** PROBLEM DESCRIPTION **
In the records below, find the line containing "negative clicks: (120, 136) (123, 163)", then reproduce that line and every one after it to the end, exactly and alone.

** ENTRIES SHOWN **
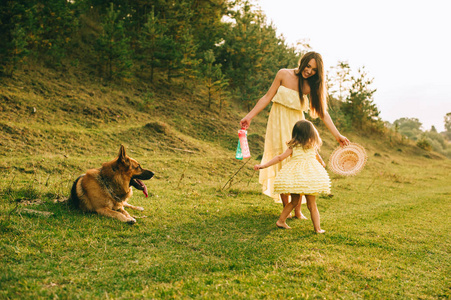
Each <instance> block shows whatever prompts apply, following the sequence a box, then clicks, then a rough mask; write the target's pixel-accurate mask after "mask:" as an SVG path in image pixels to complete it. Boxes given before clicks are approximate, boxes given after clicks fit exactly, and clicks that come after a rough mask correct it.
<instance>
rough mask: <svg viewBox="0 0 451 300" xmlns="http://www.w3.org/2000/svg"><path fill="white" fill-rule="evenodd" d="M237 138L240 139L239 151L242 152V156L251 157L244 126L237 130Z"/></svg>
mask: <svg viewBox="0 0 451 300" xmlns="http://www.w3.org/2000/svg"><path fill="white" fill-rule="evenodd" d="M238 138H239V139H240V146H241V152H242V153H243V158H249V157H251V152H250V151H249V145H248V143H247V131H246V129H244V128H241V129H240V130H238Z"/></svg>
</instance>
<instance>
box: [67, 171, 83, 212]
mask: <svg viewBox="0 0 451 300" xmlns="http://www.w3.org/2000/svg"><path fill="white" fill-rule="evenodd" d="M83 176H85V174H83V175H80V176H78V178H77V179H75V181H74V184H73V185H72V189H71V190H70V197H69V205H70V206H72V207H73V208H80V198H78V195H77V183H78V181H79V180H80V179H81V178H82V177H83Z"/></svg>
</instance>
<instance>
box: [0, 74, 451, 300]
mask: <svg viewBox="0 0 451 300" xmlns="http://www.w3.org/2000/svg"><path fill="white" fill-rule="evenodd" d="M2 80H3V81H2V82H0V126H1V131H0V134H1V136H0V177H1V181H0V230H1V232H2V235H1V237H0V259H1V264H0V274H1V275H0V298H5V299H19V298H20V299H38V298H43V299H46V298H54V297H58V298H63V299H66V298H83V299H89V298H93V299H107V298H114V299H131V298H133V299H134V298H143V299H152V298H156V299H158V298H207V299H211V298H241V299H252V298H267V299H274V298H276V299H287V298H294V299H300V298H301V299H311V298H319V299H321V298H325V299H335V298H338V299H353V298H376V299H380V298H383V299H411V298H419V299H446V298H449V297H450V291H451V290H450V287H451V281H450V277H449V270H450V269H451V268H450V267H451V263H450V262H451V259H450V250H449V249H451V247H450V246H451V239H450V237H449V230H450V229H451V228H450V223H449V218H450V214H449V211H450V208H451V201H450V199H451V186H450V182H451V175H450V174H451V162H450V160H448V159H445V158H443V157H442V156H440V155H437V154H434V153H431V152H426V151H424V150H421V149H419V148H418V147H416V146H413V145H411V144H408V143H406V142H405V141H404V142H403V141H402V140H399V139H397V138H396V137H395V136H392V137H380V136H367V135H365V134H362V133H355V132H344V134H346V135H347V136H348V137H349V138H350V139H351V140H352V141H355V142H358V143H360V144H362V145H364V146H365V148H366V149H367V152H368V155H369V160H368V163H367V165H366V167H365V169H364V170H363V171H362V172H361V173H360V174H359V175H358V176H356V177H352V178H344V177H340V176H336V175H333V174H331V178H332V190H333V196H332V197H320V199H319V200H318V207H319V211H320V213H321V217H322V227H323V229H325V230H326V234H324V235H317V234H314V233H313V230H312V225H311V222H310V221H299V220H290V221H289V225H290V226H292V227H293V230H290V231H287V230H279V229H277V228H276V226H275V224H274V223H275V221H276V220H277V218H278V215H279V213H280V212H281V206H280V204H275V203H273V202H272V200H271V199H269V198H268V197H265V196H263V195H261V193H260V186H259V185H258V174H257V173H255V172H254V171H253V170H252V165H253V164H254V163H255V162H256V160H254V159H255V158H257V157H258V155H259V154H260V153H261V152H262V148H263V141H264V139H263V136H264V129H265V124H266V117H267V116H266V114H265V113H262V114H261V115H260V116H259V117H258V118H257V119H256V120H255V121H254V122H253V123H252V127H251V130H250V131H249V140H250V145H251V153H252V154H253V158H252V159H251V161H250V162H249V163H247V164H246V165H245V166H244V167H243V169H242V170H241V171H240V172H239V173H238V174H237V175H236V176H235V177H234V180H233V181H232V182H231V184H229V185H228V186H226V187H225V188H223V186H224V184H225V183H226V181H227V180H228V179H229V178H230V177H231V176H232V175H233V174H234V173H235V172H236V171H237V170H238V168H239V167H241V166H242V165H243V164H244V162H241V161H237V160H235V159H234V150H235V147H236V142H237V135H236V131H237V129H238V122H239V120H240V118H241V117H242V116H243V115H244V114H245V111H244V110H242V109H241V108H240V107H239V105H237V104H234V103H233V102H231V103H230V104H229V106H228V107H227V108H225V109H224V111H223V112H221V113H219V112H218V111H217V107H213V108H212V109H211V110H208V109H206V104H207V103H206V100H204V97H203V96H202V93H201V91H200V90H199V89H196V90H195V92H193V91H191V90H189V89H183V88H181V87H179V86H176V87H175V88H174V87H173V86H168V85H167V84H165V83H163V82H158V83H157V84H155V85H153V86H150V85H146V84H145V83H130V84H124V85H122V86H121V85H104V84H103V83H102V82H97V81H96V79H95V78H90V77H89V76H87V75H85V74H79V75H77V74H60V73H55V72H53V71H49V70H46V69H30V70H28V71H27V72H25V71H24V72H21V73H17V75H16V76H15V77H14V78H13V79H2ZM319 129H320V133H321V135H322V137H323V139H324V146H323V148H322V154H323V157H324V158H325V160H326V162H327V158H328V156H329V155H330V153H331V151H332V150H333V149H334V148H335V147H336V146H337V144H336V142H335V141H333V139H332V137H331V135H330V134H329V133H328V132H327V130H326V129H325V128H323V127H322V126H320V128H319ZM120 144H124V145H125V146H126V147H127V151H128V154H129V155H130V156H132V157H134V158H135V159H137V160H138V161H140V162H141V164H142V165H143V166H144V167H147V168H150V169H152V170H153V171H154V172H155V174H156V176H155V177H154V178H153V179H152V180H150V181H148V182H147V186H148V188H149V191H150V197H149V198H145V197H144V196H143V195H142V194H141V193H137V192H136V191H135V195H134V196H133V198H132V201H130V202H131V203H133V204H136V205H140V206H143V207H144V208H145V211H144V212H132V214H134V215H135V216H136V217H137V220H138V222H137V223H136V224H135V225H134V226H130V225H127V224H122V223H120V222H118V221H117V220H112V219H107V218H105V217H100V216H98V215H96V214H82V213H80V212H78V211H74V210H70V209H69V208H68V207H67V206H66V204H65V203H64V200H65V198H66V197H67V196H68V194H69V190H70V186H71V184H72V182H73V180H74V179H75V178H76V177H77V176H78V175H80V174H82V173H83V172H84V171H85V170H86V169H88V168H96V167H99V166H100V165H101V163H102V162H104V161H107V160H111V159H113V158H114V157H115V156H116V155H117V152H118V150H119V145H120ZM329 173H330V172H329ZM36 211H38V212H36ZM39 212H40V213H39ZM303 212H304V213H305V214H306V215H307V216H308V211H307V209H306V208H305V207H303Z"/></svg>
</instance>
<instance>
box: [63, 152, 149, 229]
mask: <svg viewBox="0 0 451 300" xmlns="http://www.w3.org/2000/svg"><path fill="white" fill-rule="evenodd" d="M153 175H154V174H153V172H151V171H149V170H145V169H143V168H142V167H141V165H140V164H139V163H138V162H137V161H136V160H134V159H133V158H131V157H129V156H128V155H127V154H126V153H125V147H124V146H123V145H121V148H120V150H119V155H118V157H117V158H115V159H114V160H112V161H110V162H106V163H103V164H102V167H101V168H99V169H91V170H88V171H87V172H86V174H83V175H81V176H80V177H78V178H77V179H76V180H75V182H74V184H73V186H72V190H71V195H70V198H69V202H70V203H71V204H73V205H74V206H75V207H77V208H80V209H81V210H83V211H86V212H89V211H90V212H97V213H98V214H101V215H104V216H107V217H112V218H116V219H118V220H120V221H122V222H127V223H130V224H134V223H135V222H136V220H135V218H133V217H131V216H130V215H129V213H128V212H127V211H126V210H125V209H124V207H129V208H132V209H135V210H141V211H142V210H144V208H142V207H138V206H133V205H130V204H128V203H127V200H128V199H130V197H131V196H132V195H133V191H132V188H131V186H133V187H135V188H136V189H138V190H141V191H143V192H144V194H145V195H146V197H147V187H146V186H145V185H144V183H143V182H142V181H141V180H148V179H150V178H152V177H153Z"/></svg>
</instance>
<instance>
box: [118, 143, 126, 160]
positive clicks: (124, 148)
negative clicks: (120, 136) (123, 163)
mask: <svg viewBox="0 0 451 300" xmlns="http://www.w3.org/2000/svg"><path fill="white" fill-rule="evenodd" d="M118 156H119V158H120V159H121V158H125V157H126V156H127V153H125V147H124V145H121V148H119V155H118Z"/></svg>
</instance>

** RESPONSE BELOW **
negative clicks: (120, 136) (123, 163)
mask: <svg viewBox="0 0 451 300" xmlns="http://www.w3.org/2000/svg"><path fill="white" fill-rule="evenodd" d="M118 156H119V158H120V159H121V158H125V157H126V156H127V153H125V147H124V145H121V148H119V155H118Z"/></svg>
</instance>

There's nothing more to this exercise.